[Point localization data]

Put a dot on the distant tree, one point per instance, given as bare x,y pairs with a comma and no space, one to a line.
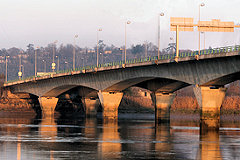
30,48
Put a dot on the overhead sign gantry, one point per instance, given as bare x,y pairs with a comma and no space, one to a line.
178,24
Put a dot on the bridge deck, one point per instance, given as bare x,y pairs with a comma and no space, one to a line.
163,59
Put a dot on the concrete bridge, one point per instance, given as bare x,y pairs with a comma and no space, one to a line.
209,71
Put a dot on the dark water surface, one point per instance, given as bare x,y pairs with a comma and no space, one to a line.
128,138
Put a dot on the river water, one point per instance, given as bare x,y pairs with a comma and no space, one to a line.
131,137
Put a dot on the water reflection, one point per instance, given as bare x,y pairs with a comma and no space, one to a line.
109,146
48,129
209,147
163,137
91,138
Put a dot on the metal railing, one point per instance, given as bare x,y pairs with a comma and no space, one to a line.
141,60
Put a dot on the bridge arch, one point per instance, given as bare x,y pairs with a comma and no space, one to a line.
155,84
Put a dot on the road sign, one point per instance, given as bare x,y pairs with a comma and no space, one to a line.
19,74
215,26
184,24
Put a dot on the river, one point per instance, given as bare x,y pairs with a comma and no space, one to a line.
131,137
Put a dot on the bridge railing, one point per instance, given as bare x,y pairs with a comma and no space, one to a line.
147,59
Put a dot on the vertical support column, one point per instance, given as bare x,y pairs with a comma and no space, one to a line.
110,102
48,105
209,148
210,101
163,104
90,106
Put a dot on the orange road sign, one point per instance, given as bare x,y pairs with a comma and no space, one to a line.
185,24
215,26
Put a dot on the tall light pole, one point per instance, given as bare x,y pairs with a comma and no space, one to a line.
36,62
57,63
66,65
82,61
53,64
204,40
6,76
74,51
199,16
45,65
128,22
160,15
20,67
99,30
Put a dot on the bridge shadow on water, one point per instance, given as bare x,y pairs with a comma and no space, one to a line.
28,137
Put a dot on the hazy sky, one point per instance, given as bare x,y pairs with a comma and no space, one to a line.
43,21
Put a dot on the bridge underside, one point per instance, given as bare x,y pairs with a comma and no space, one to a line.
209,74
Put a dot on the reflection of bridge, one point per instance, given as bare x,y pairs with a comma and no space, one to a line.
213,69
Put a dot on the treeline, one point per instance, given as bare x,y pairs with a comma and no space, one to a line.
84,56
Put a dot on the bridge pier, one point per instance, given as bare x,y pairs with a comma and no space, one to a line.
210,101
48,105
90,106
162,104
110,102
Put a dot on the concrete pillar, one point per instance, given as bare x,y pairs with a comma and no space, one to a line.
110,102
90,106
163,104
209,148
48,105
210,101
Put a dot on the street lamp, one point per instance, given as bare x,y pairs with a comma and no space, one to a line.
204,40
36,61
6,68
160,15
45,66
66,65
58,63
74,51
200,5
128,22
99,30
20,71
82,61
102,57
53,64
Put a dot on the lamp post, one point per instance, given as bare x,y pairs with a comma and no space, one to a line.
201,5
102,57
20,67
160,15
36,62
74,51
6,77
45,65
66,65
53,64
82,61
99,30
128,22
57,63
204,40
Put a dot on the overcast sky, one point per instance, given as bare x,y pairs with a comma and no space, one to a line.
43,21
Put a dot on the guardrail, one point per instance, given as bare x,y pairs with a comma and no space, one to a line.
141,60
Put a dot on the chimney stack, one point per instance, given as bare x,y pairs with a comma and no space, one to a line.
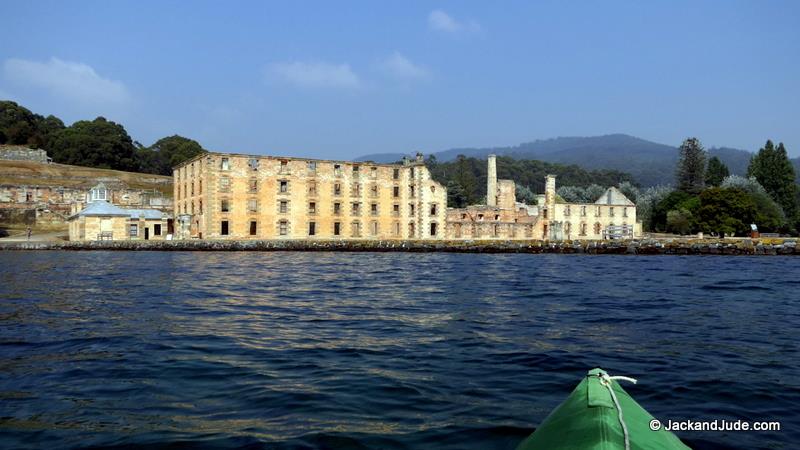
491,181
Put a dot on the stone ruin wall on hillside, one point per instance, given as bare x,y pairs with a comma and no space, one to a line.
51,205
21,153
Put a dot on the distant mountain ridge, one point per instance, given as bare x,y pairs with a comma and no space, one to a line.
649,162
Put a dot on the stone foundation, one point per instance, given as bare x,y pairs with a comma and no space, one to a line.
740,247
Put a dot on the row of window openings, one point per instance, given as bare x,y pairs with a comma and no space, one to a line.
283,188
311,167
583,227
355,228
355,208
597,211
133,230
495,230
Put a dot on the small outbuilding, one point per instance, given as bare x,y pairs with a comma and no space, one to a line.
103,221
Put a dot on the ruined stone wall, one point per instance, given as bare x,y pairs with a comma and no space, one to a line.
588,221
506,194
48,205
22,153
488,222
90,228
273,197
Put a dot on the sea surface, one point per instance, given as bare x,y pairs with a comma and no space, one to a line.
384,350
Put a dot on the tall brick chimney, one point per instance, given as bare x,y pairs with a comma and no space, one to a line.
491,181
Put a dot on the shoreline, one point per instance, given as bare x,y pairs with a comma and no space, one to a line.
633,247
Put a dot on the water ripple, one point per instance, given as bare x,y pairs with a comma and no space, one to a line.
397,351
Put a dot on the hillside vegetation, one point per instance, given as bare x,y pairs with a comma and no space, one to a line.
29,173
96,143
650,163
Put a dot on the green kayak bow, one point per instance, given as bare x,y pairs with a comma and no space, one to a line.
600,415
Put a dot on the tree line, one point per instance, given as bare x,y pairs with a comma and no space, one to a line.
706,198
465,177
97,143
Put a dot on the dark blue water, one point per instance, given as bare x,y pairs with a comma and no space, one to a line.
341,350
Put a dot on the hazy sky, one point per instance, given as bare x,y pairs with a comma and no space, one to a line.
346,78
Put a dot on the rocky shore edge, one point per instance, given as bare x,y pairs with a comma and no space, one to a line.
635,247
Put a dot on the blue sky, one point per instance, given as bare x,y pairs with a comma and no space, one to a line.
343,79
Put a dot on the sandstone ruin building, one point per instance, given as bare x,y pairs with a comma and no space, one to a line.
236,196
98,219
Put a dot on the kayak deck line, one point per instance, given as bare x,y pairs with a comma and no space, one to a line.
591,418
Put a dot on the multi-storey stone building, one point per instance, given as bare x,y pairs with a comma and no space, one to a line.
236,196
502,217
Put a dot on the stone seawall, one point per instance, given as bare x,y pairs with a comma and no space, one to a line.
647,247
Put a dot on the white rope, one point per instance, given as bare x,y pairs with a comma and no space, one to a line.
607,382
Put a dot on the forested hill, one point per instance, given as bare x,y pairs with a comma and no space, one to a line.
97,143
465,177
650,163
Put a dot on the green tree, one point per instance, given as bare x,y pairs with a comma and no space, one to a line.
769,215
680,221
691,170
166,153
525,195
465,178
716,172
97,143
19,126
671,202
728,211
647,202
773,170
630,190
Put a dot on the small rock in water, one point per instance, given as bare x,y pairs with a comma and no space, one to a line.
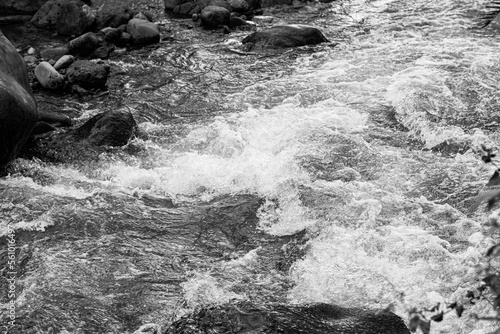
114,128
64,62
48,77
54,53
214,16
112,15
30,59
143,32
84,45
87,74
285,36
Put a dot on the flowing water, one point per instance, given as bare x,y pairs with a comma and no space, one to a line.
371,146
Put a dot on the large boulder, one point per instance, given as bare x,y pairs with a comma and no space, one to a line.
20,6
114,128
87,74
18,112
215,16
285,36
143,32
112,15
245,317
69,17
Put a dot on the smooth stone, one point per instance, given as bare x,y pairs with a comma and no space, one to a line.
214,16
54,53
84,45
48,77
64,62
143,32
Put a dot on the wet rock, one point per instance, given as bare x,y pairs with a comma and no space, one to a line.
75,19
143,32
111,34
184,9
171,4
278,318
285,36
20,6
87,74
18,112
236,21
214,16
114,128
84,45
30,59
102,52
48,77
64,62
54,53
69,17
112,15
238,6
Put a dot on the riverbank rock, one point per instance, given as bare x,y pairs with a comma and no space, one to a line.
48,77
68,17
18,112
54,53
143,32
87,74
112,15
214,16
114,128
285,36
84,44
20,6
317,318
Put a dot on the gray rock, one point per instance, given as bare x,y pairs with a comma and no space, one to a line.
54,53
87,74
69,17
84,45
112,15
114,128
238,6
75,18
64,62
170,4
48,77
143,32
29,59
18,112
285,36
20,6
214,16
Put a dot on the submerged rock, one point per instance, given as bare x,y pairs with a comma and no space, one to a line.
87,74
276,319
114,128
215,16
68,17
112,15
143,32
18,112
285,36
48,77
54,53
84,44
20,6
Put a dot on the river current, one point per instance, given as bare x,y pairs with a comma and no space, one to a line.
370,144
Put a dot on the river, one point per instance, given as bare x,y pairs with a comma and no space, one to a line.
357,160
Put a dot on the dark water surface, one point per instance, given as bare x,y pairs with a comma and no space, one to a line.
340,173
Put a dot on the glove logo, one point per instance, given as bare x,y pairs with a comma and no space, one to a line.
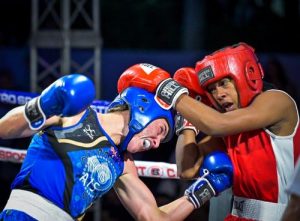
90,132
205,75
148,68
239,205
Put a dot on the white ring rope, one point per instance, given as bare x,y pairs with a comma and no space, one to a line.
144,168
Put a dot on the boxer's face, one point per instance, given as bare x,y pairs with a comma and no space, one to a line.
225,94
150,137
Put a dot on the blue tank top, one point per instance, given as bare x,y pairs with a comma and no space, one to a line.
71,166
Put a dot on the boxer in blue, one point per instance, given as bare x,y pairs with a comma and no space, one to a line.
78,155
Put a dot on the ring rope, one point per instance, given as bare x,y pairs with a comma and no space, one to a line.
144,168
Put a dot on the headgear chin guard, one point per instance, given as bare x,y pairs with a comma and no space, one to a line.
143,110
238,62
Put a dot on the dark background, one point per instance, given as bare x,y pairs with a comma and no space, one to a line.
167,33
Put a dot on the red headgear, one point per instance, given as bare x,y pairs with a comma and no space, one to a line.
237,62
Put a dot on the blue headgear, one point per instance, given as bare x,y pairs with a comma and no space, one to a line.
143,110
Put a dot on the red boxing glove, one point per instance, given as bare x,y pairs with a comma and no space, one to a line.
182,124
146,76
188,78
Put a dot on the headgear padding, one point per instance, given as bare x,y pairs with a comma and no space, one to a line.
238,62
143,110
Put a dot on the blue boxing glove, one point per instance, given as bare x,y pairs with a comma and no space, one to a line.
67,96
216,174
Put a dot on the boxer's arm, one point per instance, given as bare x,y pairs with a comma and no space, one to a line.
14,124
140,202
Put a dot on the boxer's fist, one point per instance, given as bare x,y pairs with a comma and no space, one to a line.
188,78
152,78
67,96
145,76
183,124
216,174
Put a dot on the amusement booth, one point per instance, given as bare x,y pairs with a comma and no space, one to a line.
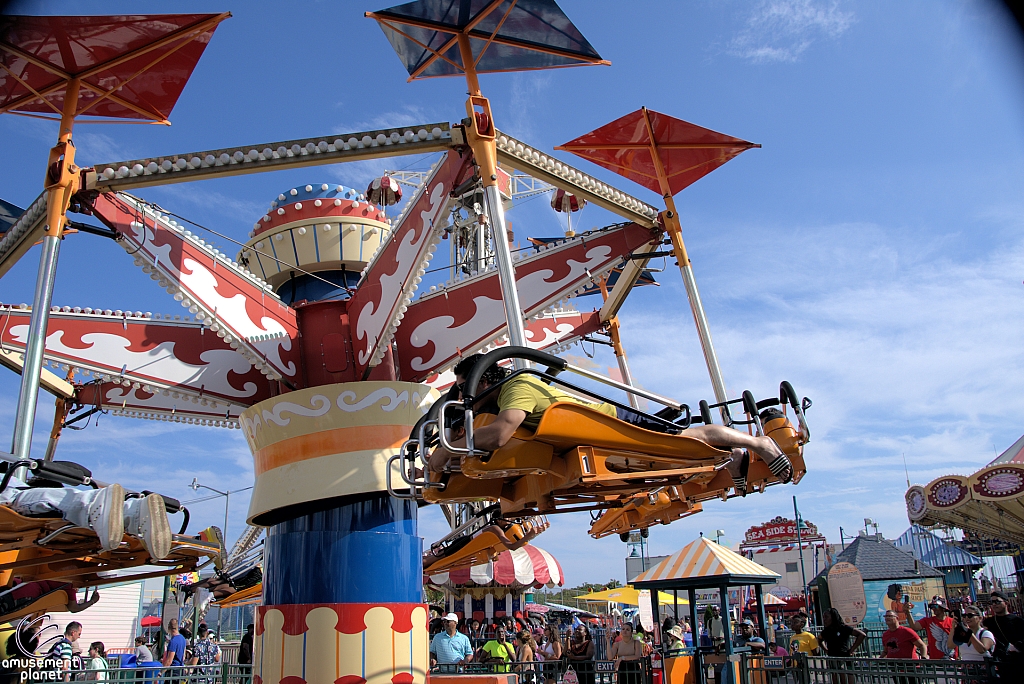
313,336
498,588
705,564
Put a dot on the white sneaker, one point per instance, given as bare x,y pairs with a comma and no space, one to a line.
107,516
146,519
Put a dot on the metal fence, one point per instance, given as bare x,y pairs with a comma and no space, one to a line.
199,674
822,670
588,672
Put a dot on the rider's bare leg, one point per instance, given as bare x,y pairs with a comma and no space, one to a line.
719,435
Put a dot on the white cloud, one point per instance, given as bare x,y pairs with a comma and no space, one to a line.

- What to work on: Reproduce exactly the lines above from the one with "Put a dot on the boxer's fist, one" through the last line of the data, keeping both ends and dropping the pictures.

- Exercise response:
Put a dot on the boxer's fist, one point per instance, given as bare x,y pairs with a comma and no space, one to a line.
188,78
152,78
67,96
145,76
183,124
216,174
Put a dot on the amusement booth, one point per instance, given as bare x,y pairs with a comma and no space, one to a line.
313,336
498,588
705,564
Put a dot on the white sneaker, one point per instance, given as bare x,y pairs with a comma and no space, one to a line.
107,516
146,519
Put a dot on the metal fence, one point per instance, given as bare x,y pairs with a comma and no space, one to a line.
199,674
822,670
588,672
Put a dot on the rider's bare leg, one point per instance, given as bare x,y pairs with a comma and no space, one to a line.
719,435
Put a dot on the white cloud, one point per instance, given as bare x,y pairs with a comma and no space, one to a line.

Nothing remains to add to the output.